Data excerpts:
----

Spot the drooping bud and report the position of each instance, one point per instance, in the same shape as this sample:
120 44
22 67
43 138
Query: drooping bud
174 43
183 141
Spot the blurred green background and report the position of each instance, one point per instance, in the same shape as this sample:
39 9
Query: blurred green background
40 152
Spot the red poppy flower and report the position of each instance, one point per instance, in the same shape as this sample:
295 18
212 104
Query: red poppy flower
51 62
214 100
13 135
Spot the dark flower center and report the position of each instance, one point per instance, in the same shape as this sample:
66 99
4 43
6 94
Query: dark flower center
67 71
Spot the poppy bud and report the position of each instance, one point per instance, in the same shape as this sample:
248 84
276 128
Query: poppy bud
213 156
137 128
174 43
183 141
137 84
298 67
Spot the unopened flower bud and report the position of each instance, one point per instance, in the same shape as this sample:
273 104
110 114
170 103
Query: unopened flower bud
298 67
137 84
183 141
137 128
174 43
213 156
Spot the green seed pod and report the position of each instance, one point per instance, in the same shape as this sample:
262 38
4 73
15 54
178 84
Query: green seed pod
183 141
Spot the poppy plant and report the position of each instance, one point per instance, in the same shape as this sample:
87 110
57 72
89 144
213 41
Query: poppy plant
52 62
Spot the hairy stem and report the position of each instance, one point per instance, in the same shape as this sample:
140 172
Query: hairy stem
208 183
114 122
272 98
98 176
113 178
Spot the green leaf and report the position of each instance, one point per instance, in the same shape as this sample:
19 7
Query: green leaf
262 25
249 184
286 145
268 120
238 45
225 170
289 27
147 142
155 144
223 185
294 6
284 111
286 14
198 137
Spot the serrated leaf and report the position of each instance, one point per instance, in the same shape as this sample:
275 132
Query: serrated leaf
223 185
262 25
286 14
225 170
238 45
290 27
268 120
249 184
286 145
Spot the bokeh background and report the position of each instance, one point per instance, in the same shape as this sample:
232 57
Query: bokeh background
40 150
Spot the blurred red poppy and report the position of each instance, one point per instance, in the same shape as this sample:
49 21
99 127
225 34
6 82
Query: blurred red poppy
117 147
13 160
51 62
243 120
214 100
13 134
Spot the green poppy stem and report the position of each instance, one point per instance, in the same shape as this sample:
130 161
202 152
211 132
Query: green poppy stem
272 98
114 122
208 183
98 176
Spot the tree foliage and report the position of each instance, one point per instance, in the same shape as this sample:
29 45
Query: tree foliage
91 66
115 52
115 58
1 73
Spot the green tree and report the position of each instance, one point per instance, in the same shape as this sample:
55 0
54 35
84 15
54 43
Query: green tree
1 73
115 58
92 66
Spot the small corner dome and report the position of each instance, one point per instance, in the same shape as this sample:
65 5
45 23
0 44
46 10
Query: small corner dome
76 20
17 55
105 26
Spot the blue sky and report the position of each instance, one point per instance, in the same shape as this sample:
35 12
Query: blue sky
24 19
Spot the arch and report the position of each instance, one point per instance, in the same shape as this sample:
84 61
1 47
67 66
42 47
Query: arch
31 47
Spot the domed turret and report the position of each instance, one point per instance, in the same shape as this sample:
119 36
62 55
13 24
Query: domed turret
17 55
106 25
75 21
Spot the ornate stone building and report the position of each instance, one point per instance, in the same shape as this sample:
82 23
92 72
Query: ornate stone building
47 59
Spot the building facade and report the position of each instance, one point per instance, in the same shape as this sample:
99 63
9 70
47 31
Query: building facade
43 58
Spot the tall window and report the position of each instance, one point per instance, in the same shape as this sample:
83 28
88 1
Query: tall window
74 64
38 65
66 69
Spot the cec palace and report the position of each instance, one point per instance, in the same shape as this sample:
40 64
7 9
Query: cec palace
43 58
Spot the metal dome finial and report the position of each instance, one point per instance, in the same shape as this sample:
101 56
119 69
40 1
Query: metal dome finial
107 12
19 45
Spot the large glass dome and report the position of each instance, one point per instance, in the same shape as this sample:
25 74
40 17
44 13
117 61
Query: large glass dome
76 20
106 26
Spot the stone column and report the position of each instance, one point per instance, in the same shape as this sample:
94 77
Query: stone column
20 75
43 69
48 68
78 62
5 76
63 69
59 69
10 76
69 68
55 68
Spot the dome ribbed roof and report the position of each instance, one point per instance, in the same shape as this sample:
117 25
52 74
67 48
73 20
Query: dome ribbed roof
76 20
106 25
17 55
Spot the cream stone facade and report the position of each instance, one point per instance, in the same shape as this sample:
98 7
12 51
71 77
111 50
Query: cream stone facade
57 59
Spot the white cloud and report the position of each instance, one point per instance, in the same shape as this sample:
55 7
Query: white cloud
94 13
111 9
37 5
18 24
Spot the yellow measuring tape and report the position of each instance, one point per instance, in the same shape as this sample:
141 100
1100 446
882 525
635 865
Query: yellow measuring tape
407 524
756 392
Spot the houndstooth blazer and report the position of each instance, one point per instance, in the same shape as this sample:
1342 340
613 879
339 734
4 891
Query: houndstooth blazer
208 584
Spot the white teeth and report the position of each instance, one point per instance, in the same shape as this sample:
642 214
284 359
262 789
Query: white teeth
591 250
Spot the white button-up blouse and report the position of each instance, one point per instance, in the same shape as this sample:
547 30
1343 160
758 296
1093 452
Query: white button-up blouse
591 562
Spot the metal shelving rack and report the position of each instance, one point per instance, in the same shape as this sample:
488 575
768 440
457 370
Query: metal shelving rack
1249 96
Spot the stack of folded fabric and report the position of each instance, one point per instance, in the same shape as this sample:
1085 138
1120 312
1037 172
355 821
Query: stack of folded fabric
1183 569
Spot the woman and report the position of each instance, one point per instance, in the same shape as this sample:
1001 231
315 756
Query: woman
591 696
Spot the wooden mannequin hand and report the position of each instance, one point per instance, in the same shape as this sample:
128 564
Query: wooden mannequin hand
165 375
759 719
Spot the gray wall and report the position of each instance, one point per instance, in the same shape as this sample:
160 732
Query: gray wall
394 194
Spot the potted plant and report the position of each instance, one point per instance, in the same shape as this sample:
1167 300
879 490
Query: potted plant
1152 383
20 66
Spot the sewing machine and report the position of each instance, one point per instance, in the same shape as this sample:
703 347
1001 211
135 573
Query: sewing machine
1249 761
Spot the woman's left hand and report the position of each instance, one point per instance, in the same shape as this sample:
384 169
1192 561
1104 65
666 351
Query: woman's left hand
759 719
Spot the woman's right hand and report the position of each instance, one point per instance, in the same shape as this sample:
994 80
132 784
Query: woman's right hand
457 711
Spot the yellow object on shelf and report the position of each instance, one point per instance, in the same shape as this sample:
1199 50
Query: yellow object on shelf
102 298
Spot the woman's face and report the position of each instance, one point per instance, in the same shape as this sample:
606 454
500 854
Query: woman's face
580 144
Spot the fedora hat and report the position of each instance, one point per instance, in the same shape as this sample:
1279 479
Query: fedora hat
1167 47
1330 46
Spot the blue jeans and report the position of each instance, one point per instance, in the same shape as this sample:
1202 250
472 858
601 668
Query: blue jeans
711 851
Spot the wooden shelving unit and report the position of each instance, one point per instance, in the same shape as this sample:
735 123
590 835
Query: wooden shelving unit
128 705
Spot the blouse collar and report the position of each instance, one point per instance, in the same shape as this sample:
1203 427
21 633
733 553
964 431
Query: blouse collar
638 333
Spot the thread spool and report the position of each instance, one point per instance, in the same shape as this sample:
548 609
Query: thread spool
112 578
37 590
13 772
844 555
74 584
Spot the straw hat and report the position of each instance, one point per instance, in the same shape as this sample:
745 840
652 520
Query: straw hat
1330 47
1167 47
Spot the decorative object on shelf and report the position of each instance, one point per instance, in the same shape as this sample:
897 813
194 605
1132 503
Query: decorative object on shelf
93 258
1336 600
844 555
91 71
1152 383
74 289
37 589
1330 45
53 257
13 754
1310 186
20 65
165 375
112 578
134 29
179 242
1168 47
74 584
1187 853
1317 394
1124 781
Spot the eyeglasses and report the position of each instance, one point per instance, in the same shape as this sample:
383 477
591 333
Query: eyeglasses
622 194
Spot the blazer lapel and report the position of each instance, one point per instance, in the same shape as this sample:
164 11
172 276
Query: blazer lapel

----

▶ [TASK]: Return from the data every line that holds "lapel".

▶ [SOLUTION TO THIS TASK]:
Spot the blazer lapel and report the position of each instance, one point per instance, in the same shape as this sample:
Query: blazer lapel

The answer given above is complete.